Copy the full listing below word for word, and leave out the pictures.

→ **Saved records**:
-- Start --

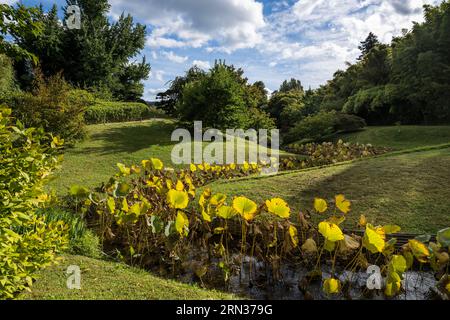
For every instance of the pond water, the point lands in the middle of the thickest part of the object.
(292, 284)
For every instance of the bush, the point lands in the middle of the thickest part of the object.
(81, 240)
(53, 106)
(323, 124)
(7, 81)
(28, 242)
(105, 112)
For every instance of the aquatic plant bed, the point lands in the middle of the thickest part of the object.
(156, 219)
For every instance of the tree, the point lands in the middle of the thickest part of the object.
(170, 98)
(368, 44)
(217, 99)
(291, 85)
(18, 22)
(100, 54)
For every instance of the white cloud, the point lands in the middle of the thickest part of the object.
(232, 24)
(201, 64)
(173, 57)
(157, 75)
(321, 35)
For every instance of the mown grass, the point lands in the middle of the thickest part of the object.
(104, 280)
(410, 190)
(94, 160)
(400, 137)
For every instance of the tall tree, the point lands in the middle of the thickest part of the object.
(291, 85)
(368, 44)
(100, 54)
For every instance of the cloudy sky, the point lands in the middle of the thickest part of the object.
(271, 40)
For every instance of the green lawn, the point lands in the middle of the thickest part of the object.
(94, 160)
(104, 280)
(400, 137)
(411, 190)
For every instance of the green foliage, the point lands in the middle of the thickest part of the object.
(87, 245)
(159, 223)
(97, 55)
(170, 98)
(323, 124)
(286, 107)
(18, 21)
(291, 85)
(407, 81)
(53, 106)
(326, 153)
(28, 242)
(217, 99)
(7, 79)
(105, 112)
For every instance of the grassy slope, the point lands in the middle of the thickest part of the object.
(410, 190)
(103, 280)
(401, 137)
(94, 160)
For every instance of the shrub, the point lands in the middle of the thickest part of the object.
(81, 240)
(105, 112)
(28, 243)
(327, 153)
(53, 106)
(323, 124)
(7, 81)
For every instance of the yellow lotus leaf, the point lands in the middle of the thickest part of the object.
(391, 229)
(205, 195)
(123, 169)
(349, 243)
(178, 199)
(419, 250)
(157, 164)
(217, 199)
(179, 186)
(374, 239)
(309, 246)
(124, 205)
(293, 233)
(393, 284)
(206, 216)
(226, 212)
(398, 264)
(362, 220)
(182, 224)
(278, 207)
(342, 203)
(336, 220)
(329, 246)
(111, 205)
(320, 205)
(330, 231)
(331, 286)
(245, 207)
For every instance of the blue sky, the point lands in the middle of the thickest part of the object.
(271, 40)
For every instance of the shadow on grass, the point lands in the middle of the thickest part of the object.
(409, 191)
(129, 139)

-- End --

→ **ANSWER TO THE PROBLEM**:
For every instance of the pond water, the point lands in the middle of the thickest part of the object.
(292, 284)
For every instance of the bush, the point lands in the middle of the thickest part of the object.
(81, 240)
(53, 106)
(323, 124)
(7, 81)
(28, 242)
(105, 112)
For every instance of the aquatic plant bed, the point lands in the middle of the thickest part of the object.
(156, 219)
For every instance of the tree, the point lands in the middle of the thickest part of the object.
(170, 98)
(368, 44)
(217, 99)
(291, 85)
(18, 22)
(100, 54)
For every instance of the white cloud, the point lands in the middle of the thickest part of the object.
(232, 24)
(201, 64)
(173, 57)
(157, 75)
(321, 35)
For every instance of the mown grass, the point lands in the middle of the thickest part of the object.
(104, 280)
(410, 190)
(94, 160)
(400, 137)
For every instance of the tall tree, the point lands in the middle of the thickest part of the object.
(291, 85)
(368, 44)
(100, 54)
For every instance of the cloudy sky, the point lands in the middle of the thickest part of the object.
(271, 40)
For every instance of the green lawn, the point lands in the middle of the thickest part of the object.
(94, 160)
(104, 280)
(400, 137)
(411, 190)
For every instance of the green foliage, the point lands in the middle of the thickest part of the object.
(87, 245)
(159, 223)
(97, 55)
(170, 98)
(323, 124)
(286, 107)
(18, 21)
(291, 85)
(407, 81)
(53, 106)
(326, 153)
(28, 242)
(217, 99)
(7, 79)
(105, 112)
For every instance of the grassy slope, the point lands in the middle of the thickest part of the object.
(410, 190)
(103, 280)
(401, 137)
(94, 160)
For every instance of the shrub, the point lands in the middle of the thickest part of the object.
(81, 240)
(105, 112)
(28, 243)
(327, 153)
(53, 106)
(323, 124)
(7, 81)
For every instance of the yellow lotus leaf, the point lands in the middle of the thickest part of the object.
(391, 229)
(205, 195)
(123, 169)
(349, 243)
(178, 199)
(419, 250)
(157, 164)
(217, 199)
(179, 186)
(374, 239)
(309, 246)
(124, 205)
(293, 233)
(393, 284)
(206, 216)
(226, 212)
(398, 264)
(362, 220)
(182, 224)
(278, 207)
(342, 203)
(336, 220)
(329, 246)
(111, 205)
(320, 205)
(330, 231)
(331, 286)
(245, 207)
For every instance of the blue sky, the point lands in the middle of the thickest part of the object.
(271, 40)
For every instance of the shadow on grass, the point lands in the middle of the thickest part of the object.
(409, 191)
(129, 139)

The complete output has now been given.